*Instruction:* Arrange every line of the items below as a Markdown table with two columns, Row and Line, numbering the rows and skipping blank lines. Leave the pictures out of your table.

+++ Stored data +++

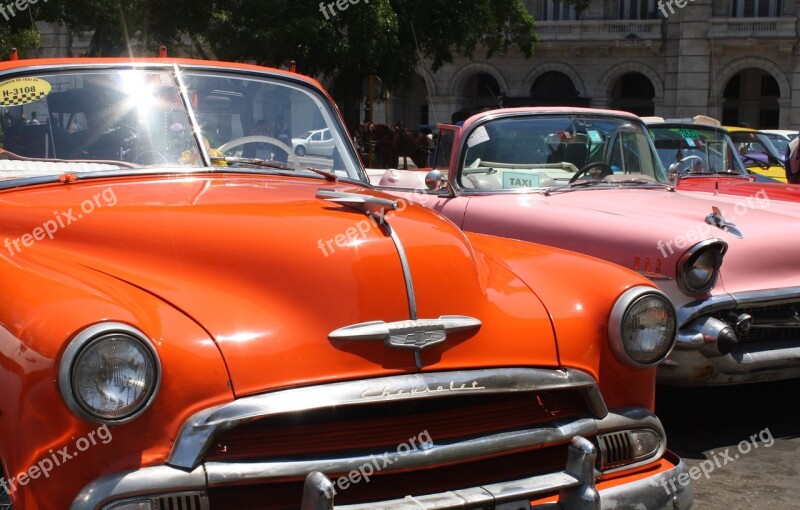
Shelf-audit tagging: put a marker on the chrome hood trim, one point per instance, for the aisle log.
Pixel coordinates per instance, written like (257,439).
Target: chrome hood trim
(198,432)
(414,334)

+++

*Correct answer:*
| Row | Line |
|---|---|
| 1 | Shelf-audit tagging: put a marker on the chrome hood trim, one point per instance, for the aisle log. |
| 2 | Pixel coordinates per instance, written like (257,439). |
| 3 | Target: chrome hood trim |
| 4 | (198,432) |
| 5 | (414,334) |